> _What you are asked to do_: Pull out every line in the entries below that contains the string "grass", matching case exactly.

[Entries taken from a collection]
--- --- ---
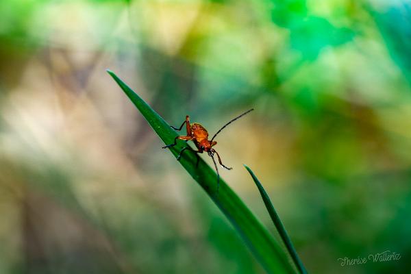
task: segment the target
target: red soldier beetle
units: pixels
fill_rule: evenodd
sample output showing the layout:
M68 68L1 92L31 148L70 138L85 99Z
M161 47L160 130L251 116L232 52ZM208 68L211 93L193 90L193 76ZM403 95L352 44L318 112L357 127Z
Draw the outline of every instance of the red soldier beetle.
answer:
M216 161L214 158L214 153L217 155L217 158L219 159L219 163L221 165L221 166L223 166L223 168L225 168L225 169L227 169L229 171L232 169L232 168L227 167L226 166L223 164L223 162L221 162L221 158L220 158L220 155L219 155L217 151L216 151L216 150L212 148L212 147L217 145L217 142L213 141L213 140L214 139L214 138L216 138L217 134L219 134L220 132L221 132L221 130L223 130L224 128L225 128L225 127L227 127L228 125L231 124L232 123L233 123L234 121L237 120L238 119L239 119L239 118L243 116L244 115L247 114L247 113L250 112L251 110L254 110L254 109L251 108L251 110L246 111L245 112L242 113L242 114L240 114L240 115L236 116L236 118L234 118L234 119L231 120L229 122L227 123L217 132L217 133L216 133L214 135L214 136L212 136L212 138L210 140L208 140L208 132L207 132L207 129L206 129L206 128L204 128L204 127L203 127L201 125L200 125L198 123L193 123L190 124L190 116L188 115L187 115L187 116L186 116L186 121L184 121L183 122L183 123L179 128L174 127L172 125L171 126L175 130L179 131L179 130L182 130L182 129L184 126L184 124L186 124L186 129L187 131L187 135L175 137L174 138L173 143L166 145L164 147L162 147L162 148L166 149L167 147L174 147L175 145L177 145L177 140L184 140L186 142L192 140L194 142L194 145L195 145L195 147L197 147L197 150L192 149L190 147L185 147L179 151L178 156L177 157L177 161L179 160L182 157L182 153L184 151L188 149L189 151L195 153L196 155L197 156L197 162L196 166L198 165L199 160L199 155L197 153L202 153L203 151L207 152L208 155L210 157L211 157L211 158L212 159L212 162L214 162L214 167L216 169L216 172L217 173L217 192L218 192L219 187L220 187L220 173L219 173L219 169L217 168L217 164L216 164Z

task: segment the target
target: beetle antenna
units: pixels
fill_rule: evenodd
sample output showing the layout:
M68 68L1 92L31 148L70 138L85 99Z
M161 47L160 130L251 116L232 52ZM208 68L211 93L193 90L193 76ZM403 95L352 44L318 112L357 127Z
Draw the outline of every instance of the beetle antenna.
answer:
M212 159L212 162L214 163L216 171L217 172L217 193L218 193L219 190L220 189L220 173L219 173L219 168L217 167L217 164L216 164L216 160L214 159L214 155L212 155L211 158Z
M238 119L239 119L239 118L240 118L240 117L242 117L244 115L247 114L247 113L249 113L249 112L251 112L251 110L254 110L254 109L253 109L253 108L251 108L251 110L249 110L246 111L245 112L244 112L244 113L243 113L243 114L242 114L241 115L239 115L239 116L236 116L236 118L234 118L234 119L232 119L232 121L230 121L229 122L228 122L227 123L226 123L225 125L224 125L223 126L223 127L221 127L221 128L220 129L220 130L219 130L219 131L217 132L217 133L216 133L216 134L214 134L214 136L212 136L212 138L211 138L211 141L210 141L210 142L212 142L212 140L214 140L214 138L216 138L216 136L217 136L217 134L219 134L220 132L221 132L221 130L224 129L224 128L225 128L225 127L227 127L228 125L231 124L232 123L233 123L234 121L237 120Z

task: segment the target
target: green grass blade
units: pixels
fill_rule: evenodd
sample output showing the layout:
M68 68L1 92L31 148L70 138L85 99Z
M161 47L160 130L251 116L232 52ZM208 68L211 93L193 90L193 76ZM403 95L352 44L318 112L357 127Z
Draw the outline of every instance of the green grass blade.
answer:
M110 71L108 72L140 110L164 144L171 143L177 136L177 133L114 73ZM187 145L184 142L177 142L177 145L169 150L177 156L178 152ZM166 153L166 151L164 152ZM214 169L202 159L200 159L199 166L196 168L196 156L188 151L184 153L179 163L228 218L266 272L295 273L293 265L290 263L286 253L279 244L262 226L238 196L221 178L219 191L216 193L216 174Z
M303 262L298 256L297 251L295 251L295 249L292 245L292 242L291 242L291 240L290 239L290 237L288 237L288 234L287 234L287 232L286 232L286 229L284 228L282 222L279 219L279 216L277 214L277 212L274 208L274 206L273 205L273 203L271 203L271 200L267 195L267 192L265 191L265 190L262 187L262 185L261 184L260 181L258 181L258 179L257 179L257 177L254 175L254 173L253 173L250 168L246 166L245 164L244 165L244 166L250 173L251 177L253 177L253 179L254 180L254 182L256 183L256 185L257 186L257 188L258 188L260 194L261 195L266 208L267 209L267 211L269 212L269 214L271 217L271 220L273 220L273 223L274 223L274 225L275 226L277 231L278 232L279 236L281 236L281 238L282 239L284 245L286 245L286 247L287 248L290 256L292 258L292 260L294 261L294 263L295 264L297 269L301 273L307 273L307 271L306 270Z

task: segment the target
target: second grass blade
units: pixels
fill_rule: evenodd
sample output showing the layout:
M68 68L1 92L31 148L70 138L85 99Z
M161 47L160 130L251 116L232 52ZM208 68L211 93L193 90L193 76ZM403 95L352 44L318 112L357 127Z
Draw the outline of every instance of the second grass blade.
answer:
M262 185L261 184L260 181L258 181L258 179L257 179L251 169L245 164L244 165L244 166L250 173L251 177L253 177L253 180L254 180L254 182L257 186L257 188L258 188L258 190L260 191L260 194L262 197L264 204L265 205L266 208L267 209L267 211L270 214L270 217L271 217L271 220L273 220L273 223L274 223L274 225L275 226L278 234L279 234L281 238L284 242L284 245L286 245L286 247L287 248L287 250L288 251L290 256L292 258L292 260L294 261L294 263L295 264L297 268L301 273L307 273L307 271L306 270L303 262L298 256L298 254L297 253L297 251L295 251L295 249L292 245L292 242L291 242L291 240L290 239L290 237L288 237L288 234L287 234L287 232L286 232L286 229L284 228L282 222L279 219L279 216L277 214L277 212L274 208L274 206L273 205L273 203L271 203L271 200L267 195L267 192L265 191L265 190L262 187Z

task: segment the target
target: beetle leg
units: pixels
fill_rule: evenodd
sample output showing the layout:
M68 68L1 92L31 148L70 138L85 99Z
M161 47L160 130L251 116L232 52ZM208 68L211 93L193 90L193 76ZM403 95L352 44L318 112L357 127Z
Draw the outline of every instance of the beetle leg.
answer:
M178 154L178 156L177 156L177 161L179 161L179 159L182 158L182 154L183 153L183 152L184 152L184 151L186 149L188 149L189 151L192 151L192 152L195 152L195 155L196 155L196 156L197 156L197 163L196 163L196 164L195 164L195 165L196 165L196 166L198 166L198 164L199 164L199 160L200 160L200 158L199 158L199 156L198 155L198 154L197 154L197 153L203 153L203 151L200 151L199 150L194 150L194 149L192 149L191 147L186 147L183 148L183 149L182 149L182 150L180 151L179 153Z
M217 158L219 158L219 162L220 163L220 164L221 165L221 166L223 166L225 169L228 169L229 171L233 169L232 167L227 167L224 164L223 164L223 163L221 162L221 158L220 158L220 155L219 155L219 153L217 151L216 151L215 149L213 149L213 151L215 152L216 154L217 154Z
M187 115L186 116L186 121L184 121L183 122L183 123L182 124L182 125L180 125L180 127L179 128L174 127L172 125L171 125L170 127L171 127L172 129L173 129L175 130L182 130L182 129L183 128L183 126L184 125L185 123L188 123L188 125L190 125L190 117L188 116L188 115ZM187 132L187 133L188 133L188 132Z
M192 137L191 136L177 136L174 138L174 142L170 145L167 145L166 146L162 147L163 149L166 149L167 147L174 147L175 145L177 145L177 140L192 140Z
M216 160L214 158L214 155L210 155L211 158L212 159L212 162L214 163L214 167L216 168L216 172L217 173L217 191L219 193L219 190L220 190L220 173L219 173L219 168L217 167L217 164L216 164Z

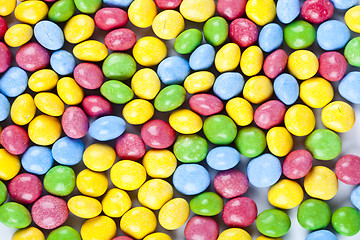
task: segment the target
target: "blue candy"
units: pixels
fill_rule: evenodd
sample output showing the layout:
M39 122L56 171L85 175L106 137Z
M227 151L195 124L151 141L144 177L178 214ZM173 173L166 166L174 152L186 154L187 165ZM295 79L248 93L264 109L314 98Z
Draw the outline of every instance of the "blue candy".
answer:
M75 58L65 50L54 52L50 58L51 68L59 75L69 75L74 72Z
M209 172L199 164L182 164L173 175L174 187L185 195L196 195L210 185Z
M286 105L292 105L299 97L299 83L290 74L283 73L274 81L274 92Z
M208 153L206 162L215 170L228 170L235 167L240 162L240 153L232 147L216 147Z
M105 116L96 119L90 125L89 134L98 141L109 141L123 134L125 128L124 119L116 116Z
M264 52L272 52L278 49L283 40L283 30L279 24L276 23L265 25L259 34L259 46Z
M251 160L247 167L249 182L255 187L264 188L275 184L281 177L280 160L265 153Z
M32 146L21 158L22 167L29 173L42 175L47 173L54 163L51 150L48 147Z
M237 72L226 72L216 78L213 91L222 100L229 100L240 94L244 87L244 78Z
M215 59L215 49L210 44L203 44L197 47L190 55L189 64L195 71L206 70L210 68Z
M27 82L28 76L23 69L9 68L0 78L0 92L7 97L17 97L25 91Z
M80 139L63 137L52 146L51 152L55 161L61 165L72 166L82 160L85 146Z

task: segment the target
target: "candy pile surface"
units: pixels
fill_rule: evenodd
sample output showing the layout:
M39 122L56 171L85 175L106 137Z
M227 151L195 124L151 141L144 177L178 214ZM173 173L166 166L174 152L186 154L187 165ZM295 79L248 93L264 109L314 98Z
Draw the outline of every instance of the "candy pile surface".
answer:
M0 0L5 240L359 239L359 33L358 0Z

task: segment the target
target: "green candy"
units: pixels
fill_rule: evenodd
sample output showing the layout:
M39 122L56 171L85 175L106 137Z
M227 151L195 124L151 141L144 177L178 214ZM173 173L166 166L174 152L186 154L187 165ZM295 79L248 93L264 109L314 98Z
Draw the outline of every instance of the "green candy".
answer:
M220 46L226 41L229 26L222 17L212 17L206 21L203 32L208 43L213 46Z
M330 223L331 209L326 202L308 199L300 205L297 219L300 225L309 231L325 228Z
M136 72L136 62L126 53L112 53L104 61L104 75L109 79L127 80Z
M210 142L218 145L228 145L234 141L237 128L231 118L219 114L205 120L203 131Z
M207 141L196 135L180 135L174 144L174 154L183 163L197 163L206 158Z
M341 139L329 129L317 129L306 138L305 147L316 159L332 160L341 152Z
M346 44L344 55L350 65L360 67L360 37L353 38Z
M48 16L53 22L66 22L74 15L74 12L74 0L60 0L51 6Z
M245 157L257 157L266 148L265 133L257 127L244 127L235 138L235 147Z
M29 210L15 202L0 206L0 222L9 228L26 228L31 223Z
M170 85L156 96L154 106L160 112L169 112L180 107L186 98L186 90L180 85Z
M263 235L268 237L281 237L291 226L289 216L278 209L268 209L256 218L256 227Z
M174 48L180 54L188 54L194 51L201 41L202 33L198 29L188 29L175 39Z
M214 192L203 192L190 201L191 211L201 216L215 216L223 207L224 201Z
M316 38L315 28L308 22L298 20L284 28L284 39L292 49L303 49L311 46Z
M67 196L75 188L75 173L67 166L51 168L44 177L46 191L56 196Z
M342 207L333 213L331 223L343 236L354 236L360 231L360 214L352 207Z
M134 97L134 92L124 83L117 80L106 81L100 88L100 93L110 102L124 104Z

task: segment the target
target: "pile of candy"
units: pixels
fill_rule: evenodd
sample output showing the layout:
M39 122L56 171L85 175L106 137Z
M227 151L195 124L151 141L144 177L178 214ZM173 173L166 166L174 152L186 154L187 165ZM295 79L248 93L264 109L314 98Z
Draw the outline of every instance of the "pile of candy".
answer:
M0 223L20 229L12 240L169 240L155 230L185 223L176 239L250 240L255 221L257 240L280 239L296 207L306 240L360 231L360 187L355 207L326 202L338 179L360 184L360 157L339 156L337 134L360 104L348 71L360 67L358 0L0 0L0 16ZM258 214L248 188L269 188L274 208ZM63 226L69 212L86 219L80 233Z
--- --- ---
> _Expected answer_:
target: green grass blade
Draw the outline of every instance of the green grass blade.
target: second grass blade
Draw the outline of every instance of the second grass blade.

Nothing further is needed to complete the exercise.